-- Begin Provided data --

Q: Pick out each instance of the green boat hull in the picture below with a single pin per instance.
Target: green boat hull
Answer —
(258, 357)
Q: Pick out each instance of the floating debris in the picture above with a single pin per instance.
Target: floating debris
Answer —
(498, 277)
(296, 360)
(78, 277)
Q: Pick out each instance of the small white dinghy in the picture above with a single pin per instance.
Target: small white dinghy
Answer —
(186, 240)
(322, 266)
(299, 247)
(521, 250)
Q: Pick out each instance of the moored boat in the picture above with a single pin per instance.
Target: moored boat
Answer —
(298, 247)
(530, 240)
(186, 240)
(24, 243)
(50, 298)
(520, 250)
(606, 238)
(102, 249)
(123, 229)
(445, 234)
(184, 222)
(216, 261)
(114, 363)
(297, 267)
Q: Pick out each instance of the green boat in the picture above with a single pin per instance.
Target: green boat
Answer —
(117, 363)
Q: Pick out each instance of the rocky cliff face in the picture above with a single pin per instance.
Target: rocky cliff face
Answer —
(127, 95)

-- End Provided data --

Reproduce all of the items above verbatim, from the first through the last.

**Solution below:**
Q: Pick out each instance of the green boat hull in the picture below with a single pin per instance.
Target: green boat hull
Answer —
(258, 357)
Q: Pick out each instance of the floating debris in the picture above with a single pin per instance.
Target: floating debris
Answer —
(498, 277)
(296, 360)
(78, 277)
Q: Pick out each instance of the small white dinghy in the picture above with a single pin per instance.
Target: small white dinghy
Answer —
(186, 240)
(322, 266)
(299, 247)
(521, 250)
Q: Pick out each instance of the moored boat in the picture above with a single pin per instance.
Target: moored boat
Answer —
(298, 247)
(530, 240)
(186, 240)
(24, 243)
(50, 298)
(520, 250)
(606, 238)
(102, 249)
(123, 229)
(445, 234)
(184, 222)
(216, 261)
(114, 363)
(297, 267)
Q: Pick out each instance of the green boat in the picture above with a single pin per instance.
Target: green boat
Answer —
(117, 363)
Q: Pick out each instance of the rocky cliff face in the picture above with a single pin per instance.
Target: rocky cliff face
Answer —
(127, 95)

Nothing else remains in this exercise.